DATA PROVIDED ->
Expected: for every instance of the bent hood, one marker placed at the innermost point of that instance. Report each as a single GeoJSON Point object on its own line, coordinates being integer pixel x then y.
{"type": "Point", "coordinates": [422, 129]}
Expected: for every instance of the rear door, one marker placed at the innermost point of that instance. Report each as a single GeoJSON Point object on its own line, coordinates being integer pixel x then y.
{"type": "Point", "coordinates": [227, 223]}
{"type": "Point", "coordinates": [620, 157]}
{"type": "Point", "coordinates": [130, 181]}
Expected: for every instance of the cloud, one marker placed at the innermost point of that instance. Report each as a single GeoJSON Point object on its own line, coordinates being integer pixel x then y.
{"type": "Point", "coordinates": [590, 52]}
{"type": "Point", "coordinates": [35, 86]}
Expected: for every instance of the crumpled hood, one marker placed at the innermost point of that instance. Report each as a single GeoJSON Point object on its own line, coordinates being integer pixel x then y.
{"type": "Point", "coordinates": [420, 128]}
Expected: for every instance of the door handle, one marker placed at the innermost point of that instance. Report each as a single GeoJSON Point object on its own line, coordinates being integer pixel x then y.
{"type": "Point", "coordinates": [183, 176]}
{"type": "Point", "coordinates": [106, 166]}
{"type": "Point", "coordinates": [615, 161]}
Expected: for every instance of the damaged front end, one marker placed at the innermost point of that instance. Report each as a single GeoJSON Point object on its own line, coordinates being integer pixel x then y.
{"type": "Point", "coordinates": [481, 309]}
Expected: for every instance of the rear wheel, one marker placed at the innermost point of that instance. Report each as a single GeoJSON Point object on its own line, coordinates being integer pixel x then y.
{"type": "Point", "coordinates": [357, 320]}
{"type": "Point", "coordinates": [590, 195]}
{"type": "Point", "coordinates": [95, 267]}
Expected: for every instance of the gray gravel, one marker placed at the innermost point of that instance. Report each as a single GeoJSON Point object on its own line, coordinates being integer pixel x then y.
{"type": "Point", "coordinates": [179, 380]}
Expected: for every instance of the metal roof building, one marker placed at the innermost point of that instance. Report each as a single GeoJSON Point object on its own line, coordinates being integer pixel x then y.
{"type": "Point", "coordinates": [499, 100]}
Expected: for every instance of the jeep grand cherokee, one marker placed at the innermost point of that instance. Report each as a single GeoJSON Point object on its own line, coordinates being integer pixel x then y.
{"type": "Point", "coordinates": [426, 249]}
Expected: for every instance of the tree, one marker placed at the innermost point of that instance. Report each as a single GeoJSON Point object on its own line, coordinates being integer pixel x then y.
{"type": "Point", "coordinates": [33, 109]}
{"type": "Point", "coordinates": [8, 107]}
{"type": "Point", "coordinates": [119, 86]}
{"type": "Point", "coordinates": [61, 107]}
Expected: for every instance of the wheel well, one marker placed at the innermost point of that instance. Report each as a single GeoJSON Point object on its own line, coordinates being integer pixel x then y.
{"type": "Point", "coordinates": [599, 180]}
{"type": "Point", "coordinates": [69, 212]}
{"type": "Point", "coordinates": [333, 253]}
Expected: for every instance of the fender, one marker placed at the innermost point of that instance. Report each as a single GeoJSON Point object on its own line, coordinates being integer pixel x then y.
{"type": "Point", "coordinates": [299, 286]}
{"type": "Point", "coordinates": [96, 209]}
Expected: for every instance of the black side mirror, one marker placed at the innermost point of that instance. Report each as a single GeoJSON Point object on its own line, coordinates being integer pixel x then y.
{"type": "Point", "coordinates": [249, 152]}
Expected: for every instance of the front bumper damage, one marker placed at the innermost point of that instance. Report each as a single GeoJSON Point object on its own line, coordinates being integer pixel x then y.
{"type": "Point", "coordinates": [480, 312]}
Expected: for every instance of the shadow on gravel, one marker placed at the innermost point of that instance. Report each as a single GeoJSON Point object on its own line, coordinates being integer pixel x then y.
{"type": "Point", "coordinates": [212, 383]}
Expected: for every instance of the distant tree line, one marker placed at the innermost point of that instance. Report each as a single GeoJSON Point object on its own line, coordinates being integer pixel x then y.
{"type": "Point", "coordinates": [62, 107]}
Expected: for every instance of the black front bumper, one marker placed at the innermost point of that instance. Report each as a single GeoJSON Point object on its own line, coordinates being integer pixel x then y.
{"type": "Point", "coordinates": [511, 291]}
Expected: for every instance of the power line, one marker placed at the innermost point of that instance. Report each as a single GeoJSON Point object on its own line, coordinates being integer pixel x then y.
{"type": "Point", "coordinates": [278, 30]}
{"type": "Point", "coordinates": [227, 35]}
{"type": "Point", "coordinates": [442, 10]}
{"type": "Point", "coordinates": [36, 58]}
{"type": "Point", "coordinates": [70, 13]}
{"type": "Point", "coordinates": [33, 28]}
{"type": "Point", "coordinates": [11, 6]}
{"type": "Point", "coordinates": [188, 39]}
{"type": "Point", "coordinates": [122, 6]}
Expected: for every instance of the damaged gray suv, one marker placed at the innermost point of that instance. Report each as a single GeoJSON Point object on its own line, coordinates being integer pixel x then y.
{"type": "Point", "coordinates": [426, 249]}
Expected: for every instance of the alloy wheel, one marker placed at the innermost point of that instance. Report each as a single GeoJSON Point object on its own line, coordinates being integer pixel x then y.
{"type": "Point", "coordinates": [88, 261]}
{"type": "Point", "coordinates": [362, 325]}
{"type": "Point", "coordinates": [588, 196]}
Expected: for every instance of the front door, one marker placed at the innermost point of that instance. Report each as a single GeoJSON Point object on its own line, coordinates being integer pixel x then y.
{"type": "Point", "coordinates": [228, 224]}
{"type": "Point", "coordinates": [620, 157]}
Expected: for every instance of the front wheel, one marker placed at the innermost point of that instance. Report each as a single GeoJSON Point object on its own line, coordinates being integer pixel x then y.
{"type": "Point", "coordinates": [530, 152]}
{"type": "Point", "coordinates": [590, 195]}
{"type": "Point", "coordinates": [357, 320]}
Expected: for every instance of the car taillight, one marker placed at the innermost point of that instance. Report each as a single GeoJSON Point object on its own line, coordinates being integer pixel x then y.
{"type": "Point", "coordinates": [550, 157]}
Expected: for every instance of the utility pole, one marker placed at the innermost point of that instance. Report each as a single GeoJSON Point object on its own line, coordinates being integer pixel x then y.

TASK TO COMPLETE -> The complete listing is to be repeated word for word.

REPLY ->
Expected: for every instance of the bent hood, one marker placed at the innermost point of that instance. Report each as a single GeoJSON Point object on its own line, coordinates being integer pixel x then y.
{"type": "Point", "coordinates": [422, 129]}
Expected: for every instance of the rear door, one marker placed at the innermost point of that instance. Report each as a single GeoJSON Point object on its own line, coordinates being integer pixel x then y.
{"type": "Point", "coordinates": [227, 223]}
{"type": "Point", "coordinates": [620, 157]}
{"type": "Point", "coordinates": [130, 181]}
Expected: for every instance of the cloud, one marker placed at the innermost point of that instance. Report each as a single GeoJSON Point object on its own line, coordinates being integer pixel x then y.
{"type": "Point", "coordinates": [590, 52]}
{"type": "Point", "coordinates": [35, 86]}
Expected: for every instance of the crumpled hood, one marker placed at the innermost point of that instance. Report each as a single GeoJSON Point object on its own line, coordinates being integer pixel x then y.
{"type": "Point", "coordinates": [420, 128]}
Expected: for every instance of the door handle, one marker placed at the innermost point of that instance. Report each as a single GeoJSON Point object on its own line, coordinates being integer pixel x then y.
{"type": "Point", "coordinates": [183, 176]}
{"type": "Point", "coordinates": [106, 166]}
{"type": "Point", "coordinates": [615, 161]}
Expected: for every instance of the damaged front end, one marker placed at the innermost point of that instance. Report each as a single GeoJSON Point object on its own line, coordinates being integer pixel x then y.
{"type": "Point", "coordinates": [481, 309]}
Expected: for every instance of the rear wheel, one marker placed at the innermost point of that instance. Report each as a single GeoJSON Point object on its own line, coordinates being integer pixel x then y.
{"type": "Point", "coordinates": [357, 320]}
{"type": "Point", "coordinates": [590, 195]}
{"type": "Point", "coordinates": [95, 267]}
Expected: for every instance of the gray gravel, one marker placed at the innermost point of that instance. Report each as a single GeoJSON Point object on its own line, coordinates being integer pixel x then y.
{"type": "Point", "coordinates": [179, 380]}
Expected: for every instance of the metal roof building, one marker placed at the innermost point of that instance. Report each as a single GeoJSON Point object on its own line, coordinates being integer pixel x then y.
{"type": "Point", "coordinates": [499, 100]}
Expected: for every instance of the jeep grand cherokee, one marker placed at the innermost point of that instance. Report each as a single GeoJSON Point object on its own line, coordinates being integer pixel x then y.
{"type": "Point", "coordinates": [426, 249]}
Expected: for every instance of the tree, one marker placed at the innermost point of that instance. Report each as a single GeoJSON Point object on its own line, coordinates being integer pixel x then y.
{"type": "Point", "coordinates": [33, 109]}
{"type": "Point", "coordinates": [8, 107]}
{"type": "Point", "coordinates": [119, 86]}
{"type": "Point", "coordinates": [61, 107]}
Expected: for every instance of the wheel well, one marker placed at the innermost point of that instance. Report each as a single GeoJSON Point object on its own line, coordinates being integer pixel x then y.
{"type": "Point", "coordinates": [599, 180]}
{"type": "Point", "coordinates": [69, 212]}
{"type": "Point", "coordinates": [333, 253]}
Expected: for every instance of the fender, one marker placed at the innermost point of that instance. Report each as a single GeoJSON Point object on its own line, coordinates being integer pixel x then y.
{"type": "Point", "coordinates": [299, 286]}
{"type": "Point", "coordinates": [96, 209]}
Expected: for every instance of the black side mirror, one marker placed at the innermost point of that instance. Report each as a single GeoJSON Point object on its own line, coordinates being integer pixel x then y.
{"type": "Point", "coordinates": [249, 152]}
Expected: for every instance of the front bumper damage, one marker placed at the innermost point of that instance. Report each as a single GeoJSON Point object on its own line, coordinates being integer pixel x then y.
{"type": "Point", "coordinates": [480, 312]}
Expected: for every instance of the shadow on gravel, one marker placed at the innermost point of that instance. Report each as a single GeoJSON Point object on its own line, coordinates being integer pixel x then y.
{"type": "Point", "coordinates": [212, 383]}
Expected: for every instance of the distant tree line, one marker placed at the innermost point of that instance. Report each as a single GeoJSON Point object on its own line, coordinates being integer pixel x then y.
{"type": "Point", "coordinates": [62, 107]}
Expected: for every instance of the black front bumper, one marker placed at the innermost point of that instance. Report each as a single GeoJSON Point object on its own line, coordinates being integer pixel x then y.
{"type": "Point", "coordinates": [511, 291]}
Expected: for every instance of the power line, one marker placed at the innermost point of that instance. Report each as a single GeoJSON Point object on its own line, coordinates being integer pixel x then y.
{"type": "Point", "coordinates": [278, 30]}
{"type": "Point", "coordinates": [227, 35]}
{"type": "Point", "coordinates": [442, 10]}
{"type": "Point", "coordinates": [36, 58]}
{"type": "Point", "coordinates": [70, 13]}
{"type": "Point", "coordinates": [33, 28]}
{"type": "Point", "coordinates": [11, 6]}
{"type": "Point", "coordinates": [188, 39]}
{"type": "Point", "coordinates": [122, 6]}
Expected: for every instance of the damaged gray suv, one marker placed at the innermost point of that instance. Report each as a single GeoJSON Point object on its own line, coordinates being integer pixel x then y.
{"type": "Point", "coordinates": [426, 249]}
Expected: for every instance of the alloy wheel, one marker placed at the innermost point of that instance. Report each as a single GeoJSON Point object on its own line, coordinates being integer pixel x then y.
{"type": "Point", "coordinates": [88, 261]}
{"type": "Point", "coordinates": [362, 325]}
{"type": "Point", "coordinates": [588, 196]}
Expected: for every instance of the front door, one marker placed at the innermost point of that instance. Report each as a single GeoJSON Point object on its own line, coordinates being integer pixel x then y.
{"type": "Point", "coordinates": [228, 224]}
{"type": "Point", "coordinates": [620, 157]}
Expected: for every instance of the front wheel, one marker placed at the innermost point of that instance. Report each as a single GeoJSON Point object on its own line, coordinates being integer pixel x then y.
{"type": "Point", "coordinates": [530, 152]}
{"type": "Point", "coordinates": [590, 195]}
{"type": "Point", "coordinates": [357, 320]}
Expected: for every instance of the car taillight, one marker placed at the innermost point of that instance. Report each as a single GeoJSON Point object on its own line, coordinates being integer pixel x then y.
{"type": "Point", "coordinates": [550, 157]}
Expected: for every instance of the utility pole, one marker placed at the innermost point of that instance. Report each as a single GeoJSON Point object on its own line, coordinates being integer pixel x then y.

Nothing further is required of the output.